#### Source
━━━━━━━━━━━━━━━━━━━━

Senior Judge of the United States Court of Appeals for the Sixth Circuit
- In office July 1, 1978 – September 7, 1993

Judge of the United States Court of Appeals for the Sixth Circuit
- In office July 22, 1966 – July 1, 1978
- Appointed by: Lyndon B. Johnson
- Preceded by: Seat established by 80 Stat. 75
- Succeeded by: Nathaniel R. Jones

Judge of the United States District Court for the Southern District of Ohio
- In office October 5, 1961 – August 4, 1966
- Appointed by: John F. Kennedy
- Preceded by: Seat established by 75 Stat. 80
- Succeeded by: Timothy Sylvester Hogan

Associate Justice of the Ohio Supreme Court
- In office April 16, 1959 – November 1960
- Appointed by: Michael DiSalle
- Preceded by: James Garfield Stewart
- Succeeded by: C. William O'Neill

Personal details
- Born: June 23, 1913 Cincinnati, Ohio, U.S.
- Died: September 7, 1993 (aged 80) Cincinnati, Ohio, U.S.
- Resting place: Oak Hill Cemetery
- Party: Democratic
- Education: Miami University (AB) University of Cincinnati College of Law (JD)

= John Weld Peck II =

American judge (1913–1993)

John Weld Peck II (June 23, 1913 – September 7, 1993) was a United States circuit judge of the United States Court of Appeals for the Sixth Circuit and previously was a United States district judge of the United States District Court for the Southern District of Ohio.

━━━━━━━━━━━━━━━━━━━━

#### Data lines
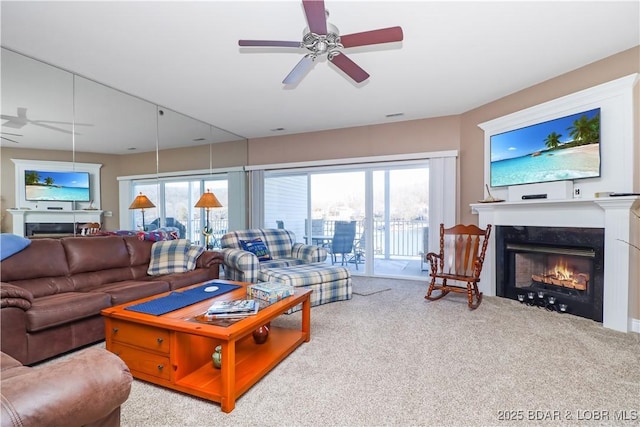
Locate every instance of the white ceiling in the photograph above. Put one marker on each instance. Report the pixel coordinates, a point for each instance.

━━━━━━━━━━━━━━━━━━━━

#### What is asked
In the profile of John Weld Peck II, who succeeded him as judge of the Sixth Circuit court of appeals?

#### The completed task
Nathaniel R. Jones